**WORK TO BE COMPLETED:**
Lines before the one containing "of the triangular" are excluded. Repeat that line and every line after it, exactly.

★ ★ ★ ★ ★ ★ ★

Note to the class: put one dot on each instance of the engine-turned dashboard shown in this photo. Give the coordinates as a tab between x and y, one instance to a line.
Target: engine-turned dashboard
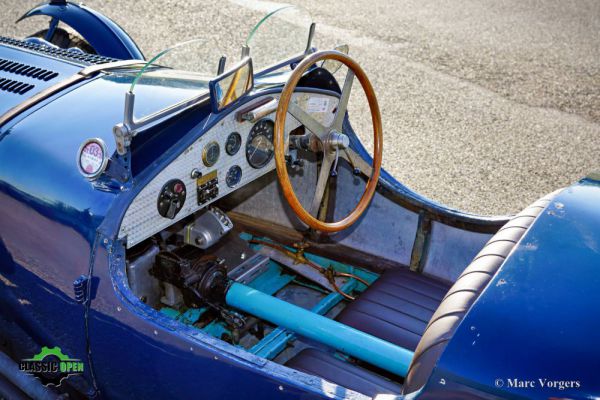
231	154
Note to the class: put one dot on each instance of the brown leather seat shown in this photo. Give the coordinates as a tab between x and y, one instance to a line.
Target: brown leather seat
464	292
399	307
325	365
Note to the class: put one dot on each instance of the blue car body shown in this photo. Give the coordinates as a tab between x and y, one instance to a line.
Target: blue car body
535	320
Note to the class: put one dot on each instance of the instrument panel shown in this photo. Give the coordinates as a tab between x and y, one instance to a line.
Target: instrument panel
228	156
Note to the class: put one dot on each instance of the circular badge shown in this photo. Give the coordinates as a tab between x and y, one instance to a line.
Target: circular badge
92	159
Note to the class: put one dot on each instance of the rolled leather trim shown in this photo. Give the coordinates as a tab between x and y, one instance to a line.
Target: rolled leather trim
465	291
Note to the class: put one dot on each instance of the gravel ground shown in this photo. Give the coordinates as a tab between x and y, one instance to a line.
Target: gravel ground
487	104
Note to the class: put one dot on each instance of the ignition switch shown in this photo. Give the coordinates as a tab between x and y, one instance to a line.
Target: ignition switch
171	198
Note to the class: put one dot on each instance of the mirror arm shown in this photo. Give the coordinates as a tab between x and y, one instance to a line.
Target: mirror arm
125	131
311	35
221	67
245	51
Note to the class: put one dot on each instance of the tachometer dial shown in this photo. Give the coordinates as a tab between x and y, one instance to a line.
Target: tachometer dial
259	146
210	154
233	143
234	176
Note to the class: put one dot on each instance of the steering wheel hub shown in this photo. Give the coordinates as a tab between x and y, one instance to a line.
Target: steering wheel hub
333	142
337	141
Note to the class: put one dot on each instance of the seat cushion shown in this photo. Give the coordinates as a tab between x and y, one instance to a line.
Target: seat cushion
396	308
348	375
465	291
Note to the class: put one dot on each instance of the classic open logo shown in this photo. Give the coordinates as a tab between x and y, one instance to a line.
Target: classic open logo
51	366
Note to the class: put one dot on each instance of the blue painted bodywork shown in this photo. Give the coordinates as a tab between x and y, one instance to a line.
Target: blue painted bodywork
103	34
62	69
56	226
538	318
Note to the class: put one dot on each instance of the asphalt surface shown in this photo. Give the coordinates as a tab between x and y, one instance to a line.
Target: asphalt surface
487	104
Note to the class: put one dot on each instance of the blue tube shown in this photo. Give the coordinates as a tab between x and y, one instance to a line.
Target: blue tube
341	337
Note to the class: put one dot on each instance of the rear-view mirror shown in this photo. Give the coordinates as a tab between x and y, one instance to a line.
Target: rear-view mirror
233	84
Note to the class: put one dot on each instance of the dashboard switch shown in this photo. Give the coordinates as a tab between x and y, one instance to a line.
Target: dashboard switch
171	198
207	187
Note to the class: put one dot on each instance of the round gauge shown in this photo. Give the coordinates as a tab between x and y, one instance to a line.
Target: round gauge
210	154
234	176
92	159
233	143
259	146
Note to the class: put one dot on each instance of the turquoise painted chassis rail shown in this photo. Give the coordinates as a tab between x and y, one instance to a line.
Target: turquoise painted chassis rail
341	337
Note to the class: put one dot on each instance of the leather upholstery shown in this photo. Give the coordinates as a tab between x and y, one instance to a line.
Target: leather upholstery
416	312
465	291
328	367
396	308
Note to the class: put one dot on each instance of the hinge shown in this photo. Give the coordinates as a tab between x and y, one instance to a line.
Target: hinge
80	288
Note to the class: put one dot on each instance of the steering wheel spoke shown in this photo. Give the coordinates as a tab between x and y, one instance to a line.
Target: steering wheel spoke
324	173
342	107
357	162
309	122
332	141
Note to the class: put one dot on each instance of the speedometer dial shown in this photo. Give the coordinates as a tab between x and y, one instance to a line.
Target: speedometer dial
234	176
233	143
259	146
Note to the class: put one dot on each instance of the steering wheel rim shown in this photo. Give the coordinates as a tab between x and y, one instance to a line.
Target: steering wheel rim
279	139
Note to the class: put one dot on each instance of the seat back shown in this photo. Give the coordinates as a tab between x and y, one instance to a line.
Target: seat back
465	291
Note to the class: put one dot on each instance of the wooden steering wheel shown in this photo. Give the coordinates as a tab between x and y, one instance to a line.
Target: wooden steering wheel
332	141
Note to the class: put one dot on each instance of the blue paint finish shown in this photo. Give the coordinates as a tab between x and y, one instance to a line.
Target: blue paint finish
62	68
102	33
173	360
45	204
332	333
546	298
417	200
275	341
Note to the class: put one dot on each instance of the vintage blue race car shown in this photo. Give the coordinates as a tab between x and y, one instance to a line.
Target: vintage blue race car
168	233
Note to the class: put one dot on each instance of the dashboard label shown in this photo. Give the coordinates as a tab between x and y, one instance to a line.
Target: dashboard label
317	104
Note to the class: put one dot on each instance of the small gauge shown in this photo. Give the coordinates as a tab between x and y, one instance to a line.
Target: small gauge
91	158
234	176
233	143
210	154
259	147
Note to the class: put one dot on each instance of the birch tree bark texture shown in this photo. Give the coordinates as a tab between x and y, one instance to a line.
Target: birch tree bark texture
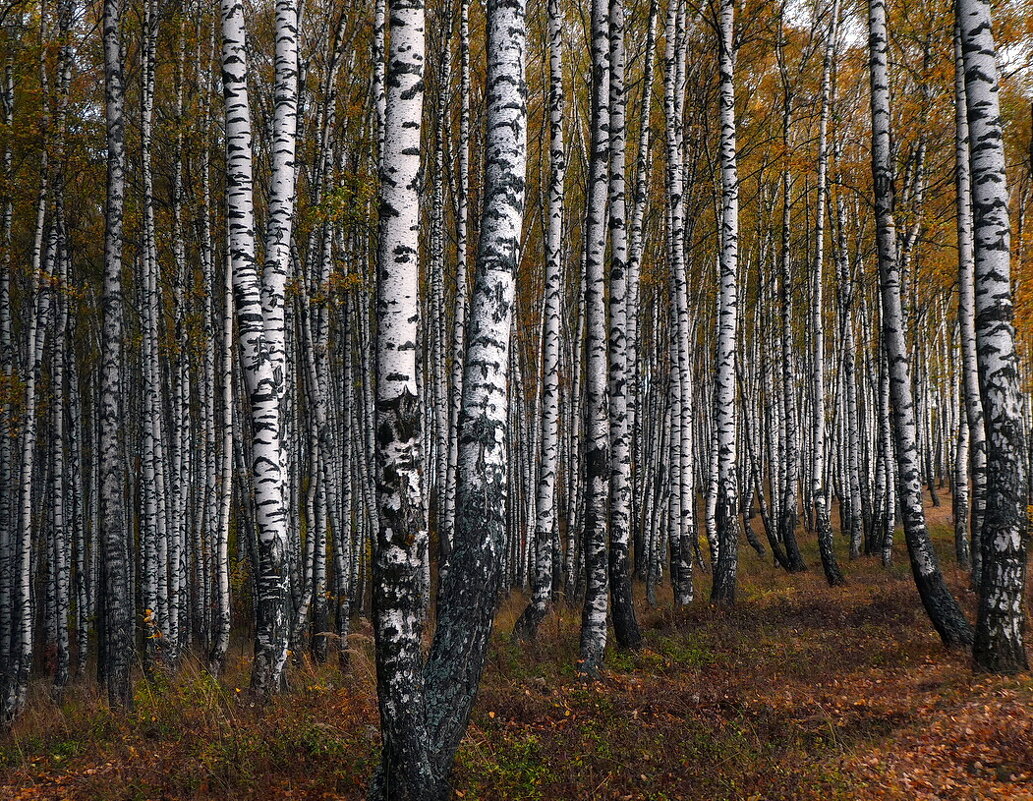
725	570
550	442
1000	624
425	709
593	635
117	646
940	605
261	350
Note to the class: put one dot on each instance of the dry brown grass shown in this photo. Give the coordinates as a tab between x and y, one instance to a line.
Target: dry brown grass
802	691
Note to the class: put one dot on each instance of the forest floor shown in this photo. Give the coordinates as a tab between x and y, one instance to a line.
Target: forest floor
802	691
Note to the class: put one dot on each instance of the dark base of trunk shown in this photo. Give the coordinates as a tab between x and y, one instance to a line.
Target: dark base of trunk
526	628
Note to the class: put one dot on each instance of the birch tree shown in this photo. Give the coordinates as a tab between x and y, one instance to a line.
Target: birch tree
999	646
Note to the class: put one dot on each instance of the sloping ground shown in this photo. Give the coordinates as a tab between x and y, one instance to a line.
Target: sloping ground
803	691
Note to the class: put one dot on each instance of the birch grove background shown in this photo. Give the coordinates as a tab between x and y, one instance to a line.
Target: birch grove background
364	340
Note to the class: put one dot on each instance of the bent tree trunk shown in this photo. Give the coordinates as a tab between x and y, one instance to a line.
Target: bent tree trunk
425	709
998	646
723	590
940	605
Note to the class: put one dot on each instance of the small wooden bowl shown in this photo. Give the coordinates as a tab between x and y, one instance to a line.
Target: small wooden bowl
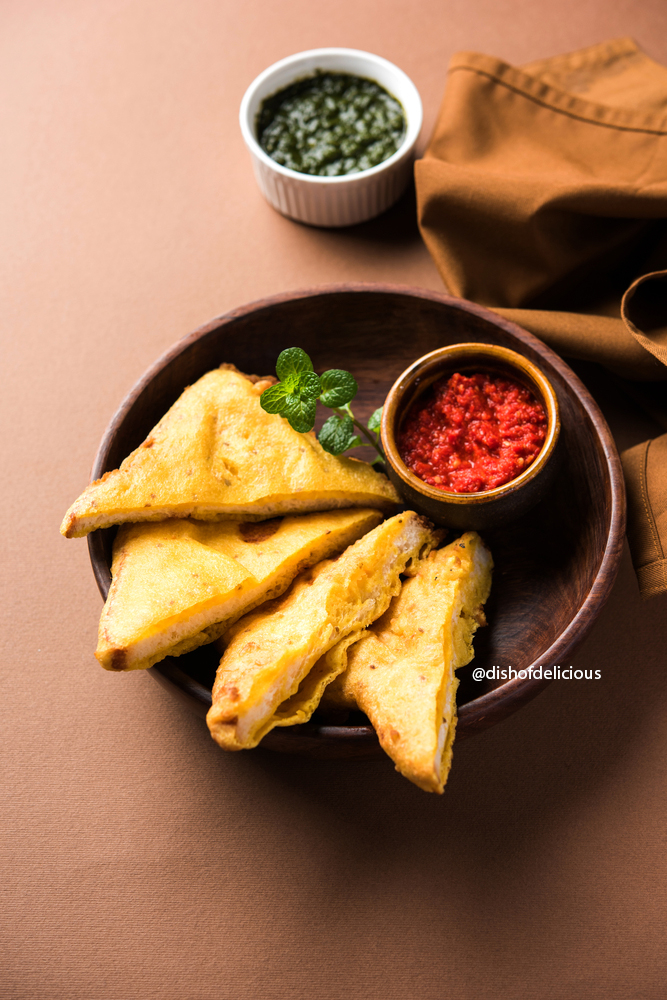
553	571
490	508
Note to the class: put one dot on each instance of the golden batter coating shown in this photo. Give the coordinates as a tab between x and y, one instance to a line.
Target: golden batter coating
401	671
216	455
178	584
271	651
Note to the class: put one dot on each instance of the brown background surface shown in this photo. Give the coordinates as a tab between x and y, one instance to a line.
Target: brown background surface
139	860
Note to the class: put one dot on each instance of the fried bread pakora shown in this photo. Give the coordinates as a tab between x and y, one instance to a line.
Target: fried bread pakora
179	584
217	455
271	651
401	672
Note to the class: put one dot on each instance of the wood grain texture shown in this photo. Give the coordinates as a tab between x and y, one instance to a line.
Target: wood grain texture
554	568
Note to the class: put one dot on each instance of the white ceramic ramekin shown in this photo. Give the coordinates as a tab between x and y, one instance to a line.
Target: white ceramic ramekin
332	201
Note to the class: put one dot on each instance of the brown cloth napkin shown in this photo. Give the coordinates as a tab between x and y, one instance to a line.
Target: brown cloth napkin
543	195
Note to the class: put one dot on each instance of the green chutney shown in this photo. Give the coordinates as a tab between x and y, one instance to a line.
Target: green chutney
331	124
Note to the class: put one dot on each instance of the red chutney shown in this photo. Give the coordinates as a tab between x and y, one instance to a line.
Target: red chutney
471	433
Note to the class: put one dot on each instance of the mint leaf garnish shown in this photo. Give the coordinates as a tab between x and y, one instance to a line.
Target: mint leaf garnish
338	388
296	395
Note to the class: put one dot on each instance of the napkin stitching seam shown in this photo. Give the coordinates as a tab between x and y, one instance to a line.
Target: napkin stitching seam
649	512
553	107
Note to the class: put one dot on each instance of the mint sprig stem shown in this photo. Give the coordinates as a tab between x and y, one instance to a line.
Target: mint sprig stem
372	437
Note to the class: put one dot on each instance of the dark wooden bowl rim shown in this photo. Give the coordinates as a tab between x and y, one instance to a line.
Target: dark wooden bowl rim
492	706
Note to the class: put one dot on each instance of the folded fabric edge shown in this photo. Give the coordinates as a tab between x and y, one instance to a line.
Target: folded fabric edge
647	501
562	101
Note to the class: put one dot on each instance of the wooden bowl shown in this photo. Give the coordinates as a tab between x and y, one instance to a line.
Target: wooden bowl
554	570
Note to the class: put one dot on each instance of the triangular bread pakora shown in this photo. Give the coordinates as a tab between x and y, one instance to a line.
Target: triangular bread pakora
178	584
216	454
271	651
401	671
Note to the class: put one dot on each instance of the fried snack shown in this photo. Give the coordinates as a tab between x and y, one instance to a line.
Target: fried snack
178	584
401	672
271	651
218	455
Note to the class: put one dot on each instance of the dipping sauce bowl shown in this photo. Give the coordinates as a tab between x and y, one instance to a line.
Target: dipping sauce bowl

★ ★ ★ ★ ★ ★ ★

**FULL RESPONSE:**
Note to the class: put one dot on each instance of the triangular bread pakora shown in this photo. Give the coordinates as a tab between x and y, one instance to a line.
Target: triangular bread pakora
178	584
216	454
271	651
401	671
Note to the class: put one dot on each instance of the fried snack shown in this photo. Give the coordinates as a tab between x and y, one instance to a line.
Target: fried snack
178	584
401	672
271	651
218	455
Note to the class: put one dot on each instance of the dipping sauce bowl shown in this photo. Give the coordinates as a tab between x and y, one instance to a line.
Target: dipping sauce bowl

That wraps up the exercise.